AIM OF THE TASK:
Pick out every line in the listing below that contains the word "white" and copy each of those lines.

MATERIAL FOR THIS TASK:
+===+

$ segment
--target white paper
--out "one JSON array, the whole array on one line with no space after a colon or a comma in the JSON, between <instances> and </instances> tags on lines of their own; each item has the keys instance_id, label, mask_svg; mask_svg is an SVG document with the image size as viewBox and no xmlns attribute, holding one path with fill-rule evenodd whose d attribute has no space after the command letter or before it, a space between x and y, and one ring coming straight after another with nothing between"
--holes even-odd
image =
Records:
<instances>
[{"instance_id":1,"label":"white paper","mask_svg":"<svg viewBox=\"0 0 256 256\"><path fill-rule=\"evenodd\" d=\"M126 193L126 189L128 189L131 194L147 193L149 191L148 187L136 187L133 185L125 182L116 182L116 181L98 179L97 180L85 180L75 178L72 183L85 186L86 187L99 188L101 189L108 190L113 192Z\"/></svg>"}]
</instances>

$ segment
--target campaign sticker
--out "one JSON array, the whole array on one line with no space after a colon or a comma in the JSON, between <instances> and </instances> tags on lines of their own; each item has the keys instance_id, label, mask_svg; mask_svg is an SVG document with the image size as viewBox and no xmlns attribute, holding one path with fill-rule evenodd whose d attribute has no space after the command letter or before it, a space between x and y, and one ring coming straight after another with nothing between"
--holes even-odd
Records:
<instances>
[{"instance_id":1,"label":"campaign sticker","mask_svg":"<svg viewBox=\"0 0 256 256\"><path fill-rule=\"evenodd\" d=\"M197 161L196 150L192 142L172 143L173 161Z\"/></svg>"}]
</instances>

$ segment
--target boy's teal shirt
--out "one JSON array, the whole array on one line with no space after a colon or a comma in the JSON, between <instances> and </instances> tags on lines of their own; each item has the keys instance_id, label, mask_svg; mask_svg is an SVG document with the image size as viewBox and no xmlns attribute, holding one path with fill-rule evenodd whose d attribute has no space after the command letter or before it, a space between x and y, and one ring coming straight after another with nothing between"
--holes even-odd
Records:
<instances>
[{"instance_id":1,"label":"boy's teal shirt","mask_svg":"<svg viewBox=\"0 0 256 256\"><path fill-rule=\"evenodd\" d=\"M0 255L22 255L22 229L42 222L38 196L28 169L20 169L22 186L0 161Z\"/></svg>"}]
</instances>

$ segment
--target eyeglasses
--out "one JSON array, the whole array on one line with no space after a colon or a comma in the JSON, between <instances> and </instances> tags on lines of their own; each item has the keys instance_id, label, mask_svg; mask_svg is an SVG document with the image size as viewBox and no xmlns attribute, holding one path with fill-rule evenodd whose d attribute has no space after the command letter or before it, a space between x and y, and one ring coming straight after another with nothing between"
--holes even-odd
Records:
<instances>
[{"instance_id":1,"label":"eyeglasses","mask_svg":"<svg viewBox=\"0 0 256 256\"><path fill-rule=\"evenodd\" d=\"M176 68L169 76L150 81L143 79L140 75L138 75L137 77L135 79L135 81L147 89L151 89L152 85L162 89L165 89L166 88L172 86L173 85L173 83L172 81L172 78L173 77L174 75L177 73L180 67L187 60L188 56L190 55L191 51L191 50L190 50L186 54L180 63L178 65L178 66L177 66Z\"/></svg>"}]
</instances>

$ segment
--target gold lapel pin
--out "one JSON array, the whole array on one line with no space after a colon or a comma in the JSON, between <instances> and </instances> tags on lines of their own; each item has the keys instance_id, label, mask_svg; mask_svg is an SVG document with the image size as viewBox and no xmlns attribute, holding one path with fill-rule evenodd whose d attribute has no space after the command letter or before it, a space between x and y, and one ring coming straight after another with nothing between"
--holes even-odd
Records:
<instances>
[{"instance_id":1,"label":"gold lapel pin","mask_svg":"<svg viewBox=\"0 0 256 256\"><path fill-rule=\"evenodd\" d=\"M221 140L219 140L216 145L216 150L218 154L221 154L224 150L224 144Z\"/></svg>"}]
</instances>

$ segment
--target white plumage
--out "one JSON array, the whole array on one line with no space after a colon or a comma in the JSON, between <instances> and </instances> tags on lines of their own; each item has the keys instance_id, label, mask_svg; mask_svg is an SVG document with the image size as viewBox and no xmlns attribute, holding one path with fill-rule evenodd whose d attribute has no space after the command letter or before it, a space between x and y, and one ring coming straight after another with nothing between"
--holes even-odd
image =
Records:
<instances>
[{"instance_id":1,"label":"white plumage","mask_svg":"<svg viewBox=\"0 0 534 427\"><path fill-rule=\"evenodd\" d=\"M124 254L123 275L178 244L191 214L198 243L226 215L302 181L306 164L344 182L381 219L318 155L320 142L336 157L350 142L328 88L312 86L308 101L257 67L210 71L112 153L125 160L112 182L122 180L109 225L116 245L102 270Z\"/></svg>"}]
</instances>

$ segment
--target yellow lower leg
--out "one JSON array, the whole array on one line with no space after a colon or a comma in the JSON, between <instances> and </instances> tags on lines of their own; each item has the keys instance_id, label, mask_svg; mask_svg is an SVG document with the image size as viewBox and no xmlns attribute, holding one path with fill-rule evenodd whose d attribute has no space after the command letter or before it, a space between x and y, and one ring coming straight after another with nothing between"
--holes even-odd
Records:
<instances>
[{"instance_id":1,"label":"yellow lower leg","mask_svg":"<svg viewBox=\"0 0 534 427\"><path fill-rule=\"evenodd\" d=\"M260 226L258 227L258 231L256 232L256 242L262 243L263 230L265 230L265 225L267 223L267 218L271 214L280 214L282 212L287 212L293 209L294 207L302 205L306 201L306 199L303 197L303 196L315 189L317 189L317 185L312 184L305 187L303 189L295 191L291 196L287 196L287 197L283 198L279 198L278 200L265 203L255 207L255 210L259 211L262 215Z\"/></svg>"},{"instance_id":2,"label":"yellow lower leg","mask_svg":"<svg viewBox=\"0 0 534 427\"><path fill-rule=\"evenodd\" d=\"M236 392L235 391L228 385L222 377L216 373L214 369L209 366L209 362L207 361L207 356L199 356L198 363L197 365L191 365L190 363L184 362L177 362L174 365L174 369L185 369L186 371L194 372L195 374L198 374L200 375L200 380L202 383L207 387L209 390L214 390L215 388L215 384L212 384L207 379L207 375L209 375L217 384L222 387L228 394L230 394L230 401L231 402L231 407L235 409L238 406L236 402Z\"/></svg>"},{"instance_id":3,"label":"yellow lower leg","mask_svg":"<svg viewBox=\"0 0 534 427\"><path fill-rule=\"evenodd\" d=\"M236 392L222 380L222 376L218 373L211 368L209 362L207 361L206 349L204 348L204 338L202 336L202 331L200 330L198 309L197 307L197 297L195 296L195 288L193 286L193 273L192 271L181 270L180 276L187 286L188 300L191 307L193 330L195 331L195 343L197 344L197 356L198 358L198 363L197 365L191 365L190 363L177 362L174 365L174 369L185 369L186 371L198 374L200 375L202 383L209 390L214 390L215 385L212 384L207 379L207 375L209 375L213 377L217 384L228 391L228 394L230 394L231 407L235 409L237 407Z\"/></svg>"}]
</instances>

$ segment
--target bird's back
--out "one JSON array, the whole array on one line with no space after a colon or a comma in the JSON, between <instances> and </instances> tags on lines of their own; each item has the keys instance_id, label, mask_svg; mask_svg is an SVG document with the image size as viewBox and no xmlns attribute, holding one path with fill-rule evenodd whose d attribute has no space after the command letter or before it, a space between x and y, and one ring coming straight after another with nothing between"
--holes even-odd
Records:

+===+

COMPLETE ANSWER:
--target white paper
[{"instance_id":1,"label":"white paper","mask_svg":"<svg viewBox=\"0 0 256 256\"><path fill-rule=\"evenodd\" d=\"M126 193L126 189L128 189L131 194L147 193L149 191L148 187L136 187L133 185L125 182L116 182L116 181L98 179L97 180L85 180L75 178L72 183L85 186L86 187L99 188L101 189L108 190L113 192Z\"/></svg>"}]
--target white plumage
[{"instance_id":1,"label":"white plumage","mask_svg":"<svg viewBox=\"0 0 534 427\"><path fill-rule=\"evenodd\" d=\"M124 254L123 275L178 244L191 214L198 243L226 215L302 181L306 164L344 182L381 219L318 155L320 142L336 157L350 142L328 88L312 86L308 101L257 67L210 71L112 153L125 160L112 182L122 180L109 225L116 245L102 270Z\"/></svg>"}]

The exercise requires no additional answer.